(Referring expression data)
• • •
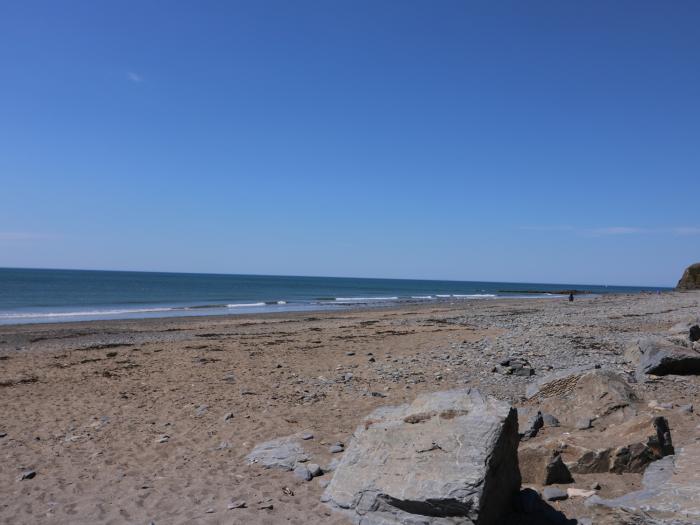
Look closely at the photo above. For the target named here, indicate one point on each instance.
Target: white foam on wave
(474, 295)
(42, 315)
(355, 299)
(244, 305)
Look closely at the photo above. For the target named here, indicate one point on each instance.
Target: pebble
(554, 494)
(314, 469)
(27, 474)
(303, 473)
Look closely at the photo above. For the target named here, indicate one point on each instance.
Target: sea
(41, 296)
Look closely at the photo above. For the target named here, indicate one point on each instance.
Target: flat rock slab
(446, 458)
(663, 358)
(282, 453)
(671, 489)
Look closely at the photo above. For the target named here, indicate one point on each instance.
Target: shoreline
(151, 419)
(191, 312)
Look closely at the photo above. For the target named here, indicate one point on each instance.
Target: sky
(540, 141)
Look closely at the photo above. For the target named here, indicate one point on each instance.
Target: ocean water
(34, 296)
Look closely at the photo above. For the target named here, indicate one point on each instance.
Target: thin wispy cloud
(607, 231)
(21, 236)
(134, 77)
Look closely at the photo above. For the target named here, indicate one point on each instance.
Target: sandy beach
(150, 421)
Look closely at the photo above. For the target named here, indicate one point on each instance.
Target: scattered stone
(557, 472)
(660, 357)
(579, 493)
(694, 333)
(302, 473)
(554, 494)
(690, 280)
(445, 456)
(583, 424)
(282, 453)
(670, 489)
(27, 474)
(549, 420)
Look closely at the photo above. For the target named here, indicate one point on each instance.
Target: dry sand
(86, 405)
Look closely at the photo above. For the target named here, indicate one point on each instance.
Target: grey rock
(583, 424)
(549, 420)
(670, 489)
(303, 473)
(554, 494)
(662, 358)
(282, 453)
(446, 458)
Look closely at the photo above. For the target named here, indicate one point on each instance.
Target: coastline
(87, 405)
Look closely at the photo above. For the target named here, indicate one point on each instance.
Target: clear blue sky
(554, 141)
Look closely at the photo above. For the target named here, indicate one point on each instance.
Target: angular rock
(282, 453)
(661, 358)
(554, 494)
(670, 489)
(583, 392)
(448, 457)
(690, 280)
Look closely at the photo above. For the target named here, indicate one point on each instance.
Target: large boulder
(671, 490)
(583, 394)
(690, 279)
(662, 357)
(446, 458)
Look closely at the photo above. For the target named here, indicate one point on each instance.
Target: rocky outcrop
(660, 357)
(283, 453)
(446, 458)
(671, 490)
(582, 395)
(690, 279)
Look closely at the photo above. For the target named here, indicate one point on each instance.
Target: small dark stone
(694, 333)
(554, 494)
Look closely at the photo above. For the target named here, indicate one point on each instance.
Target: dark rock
(557, 472)
(448, 457)
(554, 494)
(694, 333)
(27, 474)
(661, 358)
(690, 279)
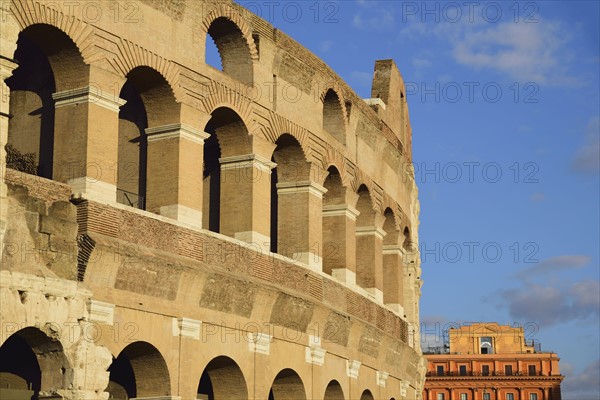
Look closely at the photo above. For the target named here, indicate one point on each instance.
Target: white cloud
(582, 386)
(325, 46)
(524, 52)
(554, 264)
(376, 19)
(421, 63)
(537, 197)
(587, 159)
(547, 305)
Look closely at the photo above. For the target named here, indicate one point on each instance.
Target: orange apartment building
(488, 361)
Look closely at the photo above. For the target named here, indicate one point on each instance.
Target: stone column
(369, 257)
(299, 217)
(393, 270)
(7, 66)
(411, 285)
(174, 177)
(86, 133)
(246, 199)
(339, 242)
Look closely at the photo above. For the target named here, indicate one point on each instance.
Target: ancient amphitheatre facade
(174, 231)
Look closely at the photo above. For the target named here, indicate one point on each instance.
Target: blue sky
(504, 106)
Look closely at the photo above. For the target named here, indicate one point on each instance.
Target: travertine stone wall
(172, 182)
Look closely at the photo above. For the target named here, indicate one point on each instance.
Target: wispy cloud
(537, 197)
(554, 264)
(587, 159)
(524, 52)
(376, 19)
(547, 305)
(581, 386)
(421, 63)
(325, 46)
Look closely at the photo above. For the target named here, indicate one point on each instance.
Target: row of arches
(225, 180)
(32, 365)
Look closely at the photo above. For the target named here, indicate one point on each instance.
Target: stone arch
(391, 228)
(219, 95)
(234, 48)
(27, 14)
(393, 284)
(150, 105)
(335, 223)
(30, 142)
(369, 244)
(332, 157)
(367, 395)
(287, 386)
(290, 157)
(224, 11)
(334, 391)
(32, 363)
(365, 206)
(49, 61)
(130, 56)
(229, 138)
(334, 120)
(407, 240)
(223, 379)
(139, 371)
(291, 167)
(279, 126)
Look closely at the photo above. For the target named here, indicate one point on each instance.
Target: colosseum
(171, 230)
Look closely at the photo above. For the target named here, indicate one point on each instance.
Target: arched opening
(408, 244)
(289, 199)
(43, 54)
(232, 48)
(287, 386)
(274, 211)
(222, 379)
(392, 262)
(367, 395)
(149, 103)
(334, 391)
(369, 245)
(139, 371)
(333, 116)
(31, 362)
(222, 202)
(334, 222)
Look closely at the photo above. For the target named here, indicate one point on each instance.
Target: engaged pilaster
(246, 198)
(86, 142)
(300, 224)
(174, 179)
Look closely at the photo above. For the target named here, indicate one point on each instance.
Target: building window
(532, 370)
(485, 344)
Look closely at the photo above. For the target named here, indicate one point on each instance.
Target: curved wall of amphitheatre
(175, 231)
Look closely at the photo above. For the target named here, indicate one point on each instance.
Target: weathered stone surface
(228, 295)
(291, 312)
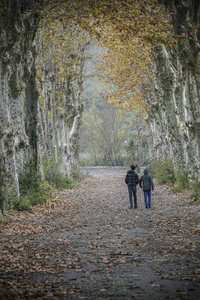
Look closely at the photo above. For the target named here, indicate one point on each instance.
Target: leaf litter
(93, 247)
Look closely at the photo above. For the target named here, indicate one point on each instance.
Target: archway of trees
(151, 64)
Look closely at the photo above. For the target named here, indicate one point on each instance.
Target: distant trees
(104, 135)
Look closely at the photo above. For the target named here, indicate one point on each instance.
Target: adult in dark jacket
(132, 179)
(147, 182)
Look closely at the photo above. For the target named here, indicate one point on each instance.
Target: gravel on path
(94, 247)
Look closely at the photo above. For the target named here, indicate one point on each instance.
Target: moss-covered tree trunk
(174, 117)
(17, 109)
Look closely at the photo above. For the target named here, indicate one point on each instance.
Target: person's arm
(126, 179)
(137, 179)
(152, 185)
(140, 182)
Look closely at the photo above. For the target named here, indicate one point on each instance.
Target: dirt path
(94, 247)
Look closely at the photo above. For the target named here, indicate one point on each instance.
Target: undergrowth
(34, 191)
(178, 181)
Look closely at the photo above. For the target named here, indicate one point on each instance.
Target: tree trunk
(174, 117)
(16, 60)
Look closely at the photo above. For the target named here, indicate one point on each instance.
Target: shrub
(78, 176)
(22, 203)
(182, 182)
(195, 190)
(163, 171)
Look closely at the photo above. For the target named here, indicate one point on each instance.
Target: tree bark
(174, 117)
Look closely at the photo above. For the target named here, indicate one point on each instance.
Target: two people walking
(145, 182)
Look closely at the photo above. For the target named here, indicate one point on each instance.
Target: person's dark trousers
(147, 198)
(132, 194)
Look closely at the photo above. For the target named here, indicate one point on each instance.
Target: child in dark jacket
(147, 182)
(132, 179)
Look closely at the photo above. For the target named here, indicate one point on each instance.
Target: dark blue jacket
(147, 181)
(132, 178)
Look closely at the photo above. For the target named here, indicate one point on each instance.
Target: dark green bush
(195, 190)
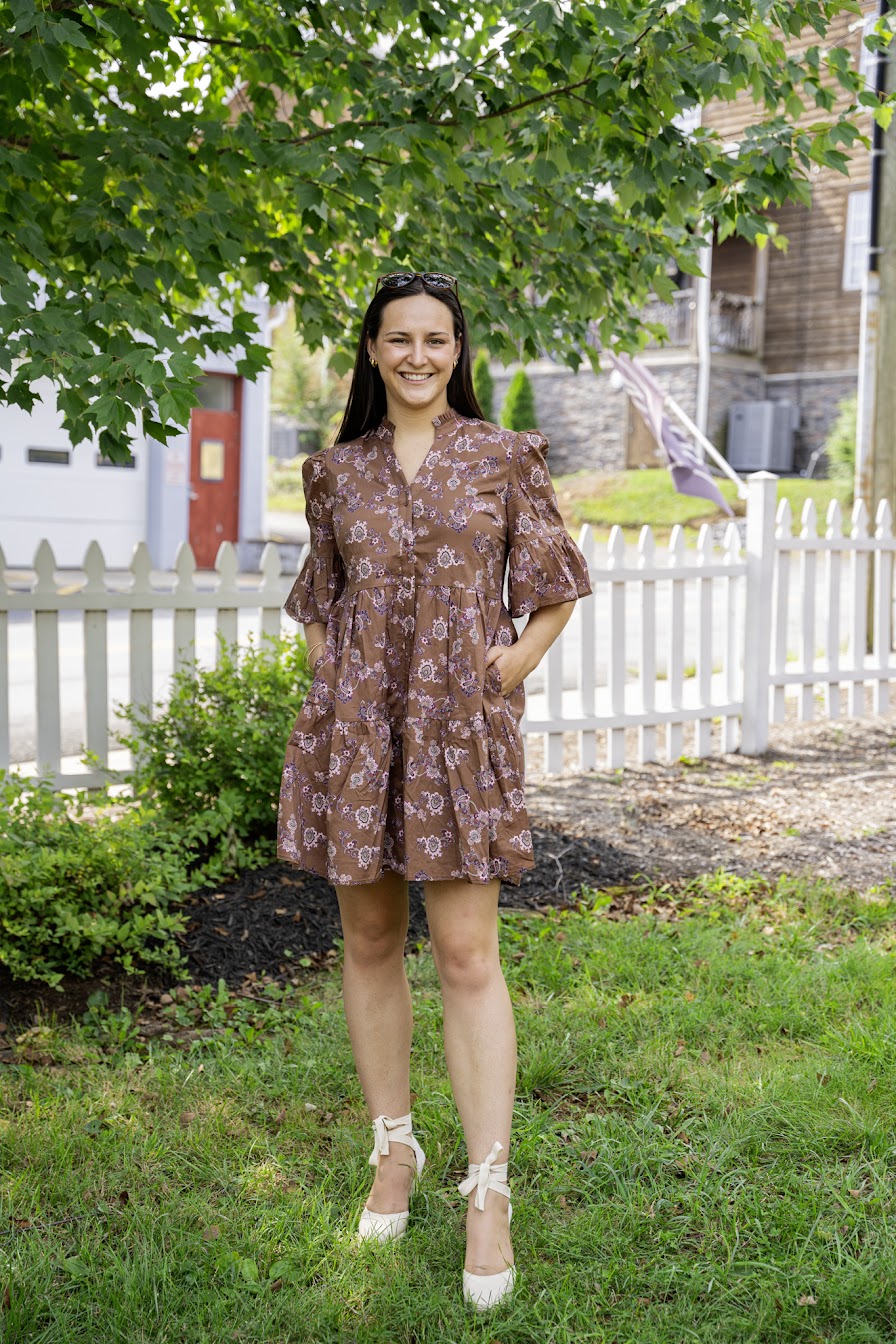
• • •
[Problem details] Only an exact, picture-free copy of the entries counts as the answer.

[Answer space]
Look closely at the photo above. For the target named here, indicate one point on each instance.
Target: white foam on wave
(474, 295)
(42, 315)
(355, 299)
(244, 305)
Look closely at the photo above. For the target named here, indicate one point on each instance.
Target: pebble
(554, 494)
(314, 469)
(27, 474)
(303, 473)
Look closely at the photo above. For the target named here, indicate one point on each instance.
Target: sea
(41, 296)
Look closely at the photo above. For the target named here, indicate one point on each instance.
Target: flat rock slab
(446, 458)
(663, 358)
(282, 453)
(671, 489)
Look closely at the photo above. For the target named here, indicate one point on each instance.
Target: shoreline
(151, 419)
(191, 312)
Look closely at the photo above. For the target named here, indicate one point on each instance.
Target: sky
(540, 141)
Look closely at the photo above. For the target named here, indicate one point on each instance.
Target: ocean water
(34, 296)
Look closely at the photo above. For the target named here, indicate one point on each instance.
Target: thin wispy cloud
(607, 231)
(21, 236)
(134, 77)
Look closely at the photo above. For the target named here, indicate one point on each instance.
Target: sandy beach
(150, 421)
Look closely at the photo above. For the target named here, indicate one point on each instance.
Target: scattered stone
(557, 472)
(660, 357)
(579, 493)
(694, 333)
(302, 473)
(554, 494)
(690, 280)
(445, 456)
(583, 424)
(282, 453)
(670, 489)
(27, 474)
(549, 420)
Look closely at the photo above. For the target named here, indicate one point on each instance.
Target: dry sand
(86, 405)
Look closely at the photo above. For the target named here, indicate one point on each instance.
Target: grey rock
(583, 424)
(549, 420)
(670, 489)
(303, 473)
(554, 494)
(662, 358)
(282, 453)
(446, 458)
Look closely at the photo above. For the target named here, indicate one point on each instance.
Target: coastline
(87, 405)
Look closely at the photo above. For the target named here, indicate one point on each instance.
Target: clear blue sky
(554, 141)
Look closely at the photo above. For the target named here, indicate one point on each instance.
Target: angular rock
(282, 453)
(661, 358)
(554, 494)
(670, 489)
(583, 392)
(448, 457)
(690, 280)
Look closely at the photo above. For the target named here, indicate one point on each instance.
Target: large boulder
(671, 490)
(583, 394)
(690, 279)
(662, 357)
(446, 458)
Look closely at the photo above. For the target named here, indicate one point on each instance.
Target: rocky outcrop
(660, 357)
(283, 453)
(446, 458)
(671, 490)
(582, 395)
(690, 279)
Look closely at the photo above. For the target named here, indicate one point on each instance.
Target: small dark stone
(694, 333)
(554, 494)
Look closely at the photo above. For the target named here, indicate one point on each instance.
Target: dark rock
(557, 472)
(448, 457)
(554, 494)
(694, 333)
(27, 474)
(661, 358)
(690, 279)
Look closely at the photo above. For the target named here, indicate one point on each instance.
Target: white cloud
(582, 386)
(325, 46)
(524, 52)
(554, 264)
(376, 19)
(421, 63)
(537, 197)
(587, 159)
(547, 305)
Look closely at the photo above. For the target named here, indicate one point on each instance.
Target: orange apartment building
(488, 361)
Look closely at the photo above. For the target named here, indicate one point on each instance.
Target: stone column
(369, 257)
(299, 217)
(393, 270)
(7, 66)
(411, 285)
(174, 177)
(86, 133)
(246, 199)
(339, 242)
Look closely at the photo above. For the target named here, indicate one point on each instance.
Target: ancient amphitheatre facade
(174, 231)
Look closely at the photo above. For the target named here, indicate one point on each instance.
Target: blue sky
(504, 106)
Look closely at the photo above. For the target named here, indicate one point on each instance.
Target: travertine stone wall
(172, 182)
Look closely at the photo above. For the target named here, indicate one point on each instance.
Target: wispy cloud
(537, 197)
(554, 264)
(587, 159)
(524, 52)
(376, 19)
(547, 305)
(581, 386)
(421, 63)
(325, 46)
Look closely at the photo above. For the target named here, indicate one point on each instance.
Target: row of arches
(225, 180)
(32, 365)
Look closely at the photo above. For the target named here, indicate one point on each instance.
Target: stone arch
(391, 228)
(219, 95)
(234, 48)
(27, 14)
(393, 284)
(150, 105)
(335, 223)
(30, 142)
(369, 244)
(332, 157)
(367, 395)
(287, 386)
(290, 157)
(224, 11)
(334, 391)
(32, 363)
(365, 206)
(49, 61)
(130, 56)
(229, 138)
(334, 120)
(407, 240)
(223, 379)
(139, 371)
(291, 167)
(279, 126)
Look closely at the photo above. For the target named here, indicate one point on each instance.
Target: colosseum
(171, 230)
Look closely at the photo above. For the target named here, indicate one point on each instance.
Target: arched opening
(408, 244)
(289, 199)
(43, 54)
(232, 48)
(287, 386)
(274, 211)
(222, 379)
(392, 262)
(367, 395)
(149, 103)
(334, 391)
(369, 245)
(139, 371)
(333, 116)
(31, 362)
(222, 202)
(334, 222)
Look closely at the photo above. For the target named here, indicate one point on each instance.
Target: engaged pilaster
(246, 198)
(86, 142)
(300, 224)
(174, 179)
Look closely at the photo above. For the target named here, indicate one point on each instance.
Target: building window
(532, 370)
(485, 344)
Look closely at the photo above. For the target named here, indicate one point on each instance.
Target: curved wall of amphitheatre
(175, 231)
Look closely at the photo above. For the target named here, indicate one point on each instance.
Target: weathered stone surface
(228, 295)
(291, 312)
Look closely at the photo above. For the target named here, indicate one point on each instance.
Target: leaf litter
(93, 247)
Look closely at the photo above. For the target named here, indicate one point on each instance.
Target: archway of trees
(151, 64)
Look closely at the photo above. For the target named here, indicate one point on each instance.
Target: distant trees
(104, 135)
Look closely at the photo above. For the target named here, indicate one point on each instance.
Target: adult in dark jacket
(132, 179)
(147, 182)
Look closely at the photo above. For the target named here, indicate one point on each instance.
Target: gravel on path
(94, 247)
Look closely at the photo above. For the target named here, indicate one point on each instance.
Target: moss-covered tree trunk
(174, 117)
(17, 109)
Look closely at the photo above. For the target named here, indicate one point on each instance.
Target: person's arm
(126, 179)
(137, 179)
(152, 185)
(140, 182)
Look closely at the photo above. For the target named here, indicate one point on each instance.
Target: dirt path
(94, 247)
Look closely at the photo above. For the target named here, indicate one point on each instance.
Target: undergrowth
(34, 191)
(178, 181)
Look closely at the photo above. For the target named here, indicate one point on each instance.
Target: tree trunk
(174, 117)
(16, 60)
Look closely at the photo above. For the target named here, indicate one point on each instance.
Target: shrub
(78, 176)
(22, 203)
(182, 182)
(195, 190)
(163, 171)
Look closely at the photo above. For the target named here, indicate one point on each instance.
Target: tree bark
(174, 117)
Look closely at the photo above. For the target named here, indicate one point on each instance.
Target: two people walking
(145, 182)
Look closely at the photo above. For the target named here, indicate one point on each instance.
Target: person's dark trousers
(147, 198)
(132, 194)
Look closely at the photo above. For the target named here, indicate one point on each instance.
Target: child in dark jacket
(147, 182)
(132, 179)
Look closely at the photo above. For the target named here, indicate one point on each instance.
Target: dark blue jacket
(147, 181)
(132, 178)
Look closely at the photo above. For the target named here, indicate one point on each instance.
Target: dark green bush
(195, 190)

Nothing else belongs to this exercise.